Point labeling entries
┄┄┄┄┄┄┄┄┄┄
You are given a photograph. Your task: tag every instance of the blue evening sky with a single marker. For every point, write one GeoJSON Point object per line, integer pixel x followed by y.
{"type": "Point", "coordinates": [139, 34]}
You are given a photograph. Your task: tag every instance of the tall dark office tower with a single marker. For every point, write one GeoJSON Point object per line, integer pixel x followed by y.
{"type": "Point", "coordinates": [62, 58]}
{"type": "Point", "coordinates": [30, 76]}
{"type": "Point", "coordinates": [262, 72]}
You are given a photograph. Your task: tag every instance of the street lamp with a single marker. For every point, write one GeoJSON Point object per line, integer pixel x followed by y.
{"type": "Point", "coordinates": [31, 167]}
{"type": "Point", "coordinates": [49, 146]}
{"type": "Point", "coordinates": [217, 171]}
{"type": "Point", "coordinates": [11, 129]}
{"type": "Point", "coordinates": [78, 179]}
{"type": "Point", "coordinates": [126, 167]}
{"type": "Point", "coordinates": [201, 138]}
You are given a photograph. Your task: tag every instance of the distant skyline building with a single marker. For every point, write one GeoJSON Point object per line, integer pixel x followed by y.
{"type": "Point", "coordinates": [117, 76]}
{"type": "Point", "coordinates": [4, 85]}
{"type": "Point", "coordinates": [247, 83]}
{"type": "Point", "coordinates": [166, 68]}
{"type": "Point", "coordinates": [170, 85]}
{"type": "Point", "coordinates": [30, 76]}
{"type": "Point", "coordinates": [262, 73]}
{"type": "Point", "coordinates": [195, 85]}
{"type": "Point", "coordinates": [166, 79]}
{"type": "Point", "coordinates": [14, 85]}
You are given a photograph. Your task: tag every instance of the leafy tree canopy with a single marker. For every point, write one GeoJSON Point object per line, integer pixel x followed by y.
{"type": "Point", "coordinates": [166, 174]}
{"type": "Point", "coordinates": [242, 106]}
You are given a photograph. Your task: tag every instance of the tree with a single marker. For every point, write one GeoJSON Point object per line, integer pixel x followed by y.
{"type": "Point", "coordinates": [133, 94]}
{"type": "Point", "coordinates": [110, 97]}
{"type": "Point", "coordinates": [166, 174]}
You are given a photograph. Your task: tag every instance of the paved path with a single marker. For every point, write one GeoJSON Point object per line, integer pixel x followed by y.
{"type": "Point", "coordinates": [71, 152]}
┄┄┄┄┄┄┄┄┄┄
**STATED TASK:**
Rewrite the lines as a numbered list, starting with the line containing "of the leafy" and going on through the last line of the entries. Leave out any blank lines.

**ANSWER TO THE PROBLEM:**
1. You are given a photograph. Your task: tag every instance of the leafy tree canopy with a single marker. For every point, write one GeoJSON Point object per line, integer pixel x followed by y.
2. {"type": "Point", "coordinates": [166, 174]}
3. {"type": "Point", "coordinates": [242, 106]}
4. You are given a photograph. Your task: tag every instance of the tree with a single marker. For every point, write one GeoJSON Point object per line, integer pixel x followed by y.
5. {"type": "Point", "coordinates": [133, 94]}
6. {"type": "Point", "coordinates": [110, 97]}
7. {"type": "Point", "coordinates": [166, 174]}
8. You are given a photograph. Your task: tag every instance of the paved path with a single marker. For every point, write one GeoJSON Point object per line, integer pixel x followed by y.
9. {"type": "Point", "coordinates": [71, 152]}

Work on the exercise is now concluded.